1975 single by Olivia Newton-John

"Have You Never Been Mellow" is a song recorded by British-Australian singer Olivia Newton-John for her 1975 fifth studio album of the same name. Written and produced by John Farrar, the song was released as the lead single from the album in January 1975.

In the United States, the single became Newton-John's second consecutive number-one hit on the Billboard Hot 100, topping the chart in March 1975. It also topped the Adult Contemporary chart, and continued her success as a crossover artist when it peaked at number three on the Hot Country Songs chart. It also became her fourth consecutive single to receive a Gold certification by the Recording Industry Association of America (RIAA). The single also reached number one in Canada, and peaked at number ten in Newton-John's native Australia.

"Have You Never Been Mellow" was nominated for Best Pop Vocal Performance, Female at the 18th Annual Grammy Awards, but lost to Janis Ian's "At Seventeen".

Prompt 1: According to the passage about "Have You Never Been Mellow," who wrote and produced the song?
Prompt 2: Please continue the passage about the song "Have You Never Been Mellow," picking up after its final sentence.

Given data:

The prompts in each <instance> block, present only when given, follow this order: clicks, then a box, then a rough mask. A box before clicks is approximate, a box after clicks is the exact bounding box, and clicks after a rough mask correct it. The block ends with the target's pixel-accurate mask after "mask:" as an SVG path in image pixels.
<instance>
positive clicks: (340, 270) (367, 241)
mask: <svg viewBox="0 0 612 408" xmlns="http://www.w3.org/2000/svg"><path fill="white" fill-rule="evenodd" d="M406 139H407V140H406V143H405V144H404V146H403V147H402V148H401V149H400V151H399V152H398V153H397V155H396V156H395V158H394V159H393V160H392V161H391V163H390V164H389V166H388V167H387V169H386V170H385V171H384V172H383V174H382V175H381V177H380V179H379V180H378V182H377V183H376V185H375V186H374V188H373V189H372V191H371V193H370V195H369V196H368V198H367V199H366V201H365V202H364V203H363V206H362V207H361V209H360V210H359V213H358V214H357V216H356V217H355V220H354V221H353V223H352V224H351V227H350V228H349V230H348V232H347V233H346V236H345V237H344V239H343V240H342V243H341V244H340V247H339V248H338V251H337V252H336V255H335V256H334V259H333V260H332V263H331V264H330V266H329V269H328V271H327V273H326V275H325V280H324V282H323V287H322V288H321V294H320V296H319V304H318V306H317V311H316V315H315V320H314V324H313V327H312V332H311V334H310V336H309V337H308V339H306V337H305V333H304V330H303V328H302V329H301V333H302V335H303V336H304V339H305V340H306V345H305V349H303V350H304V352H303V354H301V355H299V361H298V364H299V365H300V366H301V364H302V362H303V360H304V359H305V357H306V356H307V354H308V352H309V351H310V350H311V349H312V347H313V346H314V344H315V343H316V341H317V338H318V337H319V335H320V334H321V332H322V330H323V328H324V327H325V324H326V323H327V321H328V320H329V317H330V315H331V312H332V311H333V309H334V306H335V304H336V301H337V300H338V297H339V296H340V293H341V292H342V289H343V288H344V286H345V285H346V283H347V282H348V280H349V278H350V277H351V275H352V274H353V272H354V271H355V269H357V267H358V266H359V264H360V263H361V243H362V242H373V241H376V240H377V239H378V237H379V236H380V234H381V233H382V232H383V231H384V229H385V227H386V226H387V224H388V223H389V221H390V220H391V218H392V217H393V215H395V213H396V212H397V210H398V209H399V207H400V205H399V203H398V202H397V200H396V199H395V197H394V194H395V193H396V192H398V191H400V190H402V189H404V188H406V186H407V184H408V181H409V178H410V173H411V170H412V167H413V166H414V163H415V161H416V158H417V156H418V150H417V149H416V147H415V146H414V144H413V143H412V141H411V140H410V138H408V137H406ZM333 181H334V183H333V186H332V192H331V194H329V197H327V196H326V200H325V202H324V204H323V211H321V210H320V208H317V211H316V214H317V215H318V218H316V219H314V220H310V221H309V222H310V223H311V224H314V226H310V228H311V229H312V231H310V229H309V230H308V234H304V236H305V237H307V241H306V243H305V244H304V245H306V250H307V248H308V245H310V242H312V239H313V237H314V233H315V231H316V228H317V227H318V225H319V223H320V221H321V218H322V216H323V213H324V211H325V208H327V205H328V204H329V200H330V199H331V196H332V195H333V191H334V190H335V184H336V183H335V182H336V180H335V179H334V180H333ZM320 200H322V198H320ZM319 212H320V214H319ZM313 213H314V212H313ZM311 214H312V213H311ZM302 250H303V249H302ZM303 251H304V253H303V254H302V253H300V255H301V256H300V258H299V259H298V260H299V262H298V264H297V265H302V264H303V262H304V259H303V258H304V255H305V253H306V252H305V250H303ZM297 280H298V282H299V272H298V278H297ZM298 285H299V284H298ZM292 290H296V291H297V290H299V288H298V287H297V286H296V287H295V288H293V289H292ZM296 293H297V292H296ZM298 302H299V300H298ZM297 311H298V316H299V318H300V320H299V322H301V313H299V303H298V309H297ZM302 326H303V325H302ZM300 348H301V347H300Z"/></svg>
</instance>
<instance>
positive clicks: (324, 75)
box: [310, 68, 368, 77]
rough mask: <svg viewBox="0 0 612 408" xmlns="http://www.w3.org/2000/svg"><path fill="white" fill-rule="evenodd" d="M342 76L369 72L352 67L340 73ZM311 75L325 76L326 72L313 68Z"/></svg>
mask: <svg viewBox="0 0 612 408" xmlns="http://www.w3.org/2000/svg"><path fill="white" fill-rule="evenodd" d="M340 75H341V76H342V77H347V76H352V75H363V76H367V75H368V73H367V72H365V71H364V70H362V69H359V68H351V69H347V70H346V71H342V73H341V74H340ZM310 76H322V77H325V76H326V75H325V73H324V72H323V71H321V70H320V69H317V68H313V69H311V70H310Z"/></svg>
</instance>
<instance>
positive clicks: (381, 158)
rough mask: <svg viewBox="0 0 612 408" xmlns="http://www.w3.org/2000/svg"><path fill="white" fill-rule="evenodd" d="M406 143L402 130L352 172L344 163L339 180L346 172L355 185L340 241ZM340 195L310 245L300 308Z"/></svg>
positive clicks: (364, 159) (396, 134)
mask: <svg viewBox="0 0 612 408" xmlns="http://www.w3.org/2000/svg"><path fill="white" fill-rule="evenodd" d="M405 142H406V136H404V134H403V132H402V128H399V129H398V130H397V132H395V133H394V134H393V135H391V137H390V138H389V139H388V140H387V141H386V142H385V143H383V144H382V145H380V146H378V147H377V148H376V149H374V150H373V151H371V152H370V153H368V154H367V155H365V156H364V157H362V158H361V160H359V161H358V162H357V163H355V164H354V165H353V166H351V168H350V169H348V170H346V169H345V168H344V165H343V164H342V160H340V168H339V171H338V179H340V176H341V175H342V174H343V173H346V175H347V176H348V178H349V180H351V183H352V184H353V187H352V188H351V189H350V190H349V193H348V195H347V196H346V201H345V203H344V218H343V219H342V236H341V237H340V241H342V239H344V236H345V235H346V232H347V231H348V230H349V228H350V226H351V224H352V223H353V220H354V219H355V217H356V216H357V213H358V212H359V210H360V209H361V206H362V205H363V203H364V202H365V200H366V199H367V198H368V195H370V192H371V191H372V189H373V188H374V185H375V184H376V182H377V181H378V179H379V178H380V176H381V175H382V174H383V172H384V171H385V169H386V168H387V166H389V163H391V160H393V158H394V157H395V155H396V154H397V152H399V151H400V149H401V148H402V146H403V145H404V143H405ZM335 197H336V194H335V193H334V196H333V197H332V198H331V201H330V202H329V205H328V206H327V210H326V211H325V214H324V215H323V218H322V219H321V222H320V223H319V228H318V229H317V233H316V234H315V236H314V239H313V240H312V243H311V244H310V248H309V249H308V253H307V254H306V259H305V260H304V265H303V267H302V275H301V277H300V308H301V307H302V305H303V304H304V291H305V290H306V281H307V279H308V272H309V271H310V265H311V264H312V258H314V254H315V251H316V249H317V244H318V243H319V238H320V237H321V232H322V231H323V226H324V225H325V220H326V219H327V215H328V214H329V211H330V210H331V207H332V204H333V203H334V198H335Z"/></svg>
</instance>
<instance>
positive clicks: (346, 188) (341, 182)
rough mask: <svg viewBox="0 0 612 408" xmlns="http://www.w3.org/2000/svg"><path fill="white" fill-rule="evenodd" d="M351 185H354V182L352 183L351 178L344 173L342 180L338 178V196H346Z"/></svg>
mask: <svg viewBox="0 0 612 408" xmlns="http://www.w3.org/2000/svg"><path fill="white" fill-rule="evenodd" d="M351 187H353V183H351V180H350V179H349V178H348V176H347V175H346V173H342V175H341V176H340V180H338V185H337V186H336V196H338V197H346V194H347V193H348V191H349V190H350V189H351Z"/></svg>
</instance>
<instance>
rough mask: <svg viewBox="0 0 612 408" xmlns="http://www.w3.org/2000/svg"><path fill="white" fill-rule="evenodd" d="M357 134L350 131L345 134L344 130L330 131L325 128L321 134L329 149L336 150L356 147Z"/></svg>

Your response 1: John Farrar

Your response 2:
==Track listing==
1. "Have You Never Been Mellow" – 3:30
2. "Water Under the Bridge" – 3:05

== Charts ==

=== Weekly charts ===

| Chart (1975) | Peak position |
|---|---|
| Australia (Kent Music Report) | 10 |
| Canada Top Singles (RPM) | 1 |
| Canada Adult Contemporary (RPM) | 1 |
| Canada Country Songs (RPM) | 1 |
| New Zealand (Recorded Music NZ) | 12 |
| US Billboard Hot 100 | 1 |
| US Billboard Adult Contemporary | 1 |
| US Billboard Country | 3 |
| US Cashbox | 1 |
| Quebec (ADISQ) | 4 |

| Chart (2022) | Peak position |
|---|---|
| Japan Hot Overseas (Billboard Japan) | 6 |
| U.S. Digital Song Sales (Billboard) | 29 |

=== Year-end charts ===

| Chart (1975) | Rank |
|---|---|
| Australia (Kent Music Report) | 63 |
| Canada Top Singles (RPM) | 19 |
| Canada Adult Contemporary (RPM) | 2 |
| US Cashbox | 19 |
| US Billboard Hot 100 | 36 |

==Cover versions==
- A French cover recorded by Nicole Rieu, "Ma maison au bord de l'eau", was released in 1975.
- Hank Marvin recorded an instrumental version on his 'Hank Marvin Guitar Syndicate' album in 1977 (EMC 3215, 0C 062-06 553)
- The Seekers included a version on their 1980 album A Little Bit of Country
- Dionne Warwick performed the song on the live album A Man and a Woman. Another live version is included on Warwick's DVD 'The Diva Of Soul Music Live In Concert'.
- Billy Vaughn covered the track on his 1976 album Melodies of Love.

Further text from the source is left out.